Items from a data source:
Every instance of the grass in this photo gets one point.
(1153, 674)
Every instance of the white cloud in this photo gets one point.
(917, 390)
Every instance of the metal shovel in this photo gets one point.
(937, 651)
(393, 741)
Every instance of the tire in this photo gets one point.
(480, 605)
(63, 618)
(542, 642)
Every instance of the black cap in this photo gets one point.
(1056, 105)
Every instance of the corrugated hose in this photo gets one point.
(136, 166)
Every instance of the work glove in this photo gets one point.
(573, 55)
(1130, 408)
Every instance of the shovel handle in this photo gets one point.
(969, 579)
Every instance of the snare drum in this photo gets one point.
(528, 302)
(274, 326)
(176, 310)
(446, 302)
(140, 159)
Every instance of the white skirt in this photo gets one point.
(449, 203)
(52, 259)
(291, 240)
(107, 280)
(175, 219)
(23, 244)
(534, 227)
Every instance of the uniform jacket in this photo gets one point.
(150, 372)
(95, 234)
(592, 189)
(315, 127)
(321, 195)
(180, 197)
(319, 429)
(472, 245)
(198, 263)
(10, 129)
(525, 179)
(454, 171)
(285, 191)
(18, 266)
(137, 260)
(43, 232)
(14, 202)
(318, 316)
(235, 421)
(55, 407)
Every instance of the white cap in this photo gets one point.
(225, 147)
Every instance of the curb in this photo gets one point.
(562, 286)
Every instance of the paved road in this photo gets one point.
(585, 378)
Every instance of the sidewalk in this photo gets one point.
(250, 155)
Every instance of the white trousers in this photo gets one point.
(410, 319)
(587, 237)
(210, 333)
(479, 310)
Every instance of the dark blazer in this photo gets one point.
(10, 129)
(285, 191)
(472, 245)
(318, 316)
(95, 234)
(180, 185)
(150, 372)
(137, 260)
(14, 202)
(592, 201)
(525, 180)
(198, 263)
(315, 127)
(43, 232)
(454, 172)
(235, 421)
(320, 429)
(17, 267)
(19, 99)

*Description of the task:* Output the data in full, please, exactly as written.

*Result of this exercise:*
Every instance of the grass in this photo gets one point.
(1153, 674)
Every instance of the white cloud in this photo gets one point.
(917, 390)
Every instance of the metal shovel in this photo gets one point.
(937, 651)
(393, 741)
Every instance of the tire in this photo gets one point.
(480, 605)
(63, 618)
(542, 642)
Every instance of the black cap in this photo gets one point.
(1056, 105)
Every instance of the corrugated hose in this photo gets one point.
(136, 166)
Every instance of the work glove in this photo gets one point.
(573, 55)
(1130, 408)
Every instance of the shovel handle in this photo gets one point.
(969, 579)
Every instance of the snare drum in this photo gets one point.
(528, 302)
(274, 326)
(176, 310)
(446, 302)
(140, 159)
Every instance of the white skirt in this photo gets one point.
(449, 203)
(52, 259)
(291, 240)
(107, 280)
(175, 219)
(23, 244)
(534, 227)
Every instance of the uniform jacket in this photo gets one point.
(150, 372)
(95, 234)
(592, 189)
(315, 127)
(321, 195)
(180, 197)
(319, 429)
(472, 245)
(198, 263)
(10, 129)
(525, 179)
(454, 171)
(285, 191)
(18, 266)
(137, 260)
(43, 232)
(14, 202)
(318, 316)
(235, 421)
(55, 407)
Every instance of the white cap in this photo gets one point.
(225, 147)
Every instance of the curb in this photo gets one point.
(562, 286)
Every instance of the paved road in this photo gets one point.
(585, 378)
Every instance of the sidewalk in this photo gets one point.
(250, 155)
Every instance of the white trousers in this photo gets one point.
(410, 319)
(587, 237)
(210, 333)
(479, 310)
Every instance of the dark blazer in this photo gets one point.
(10, 129)
(285, 191)
(472, 245)
(318, 316)
(95, 234)
(180, 185)
(150, 372)
(137, 260)
(14, 202)
(592, 201)
(525, 180)
(198, 263)
(315, 127)
(43, 232)
(454, 172)
(235, 421)
(320, 429)
(17, 267)
(19, 99)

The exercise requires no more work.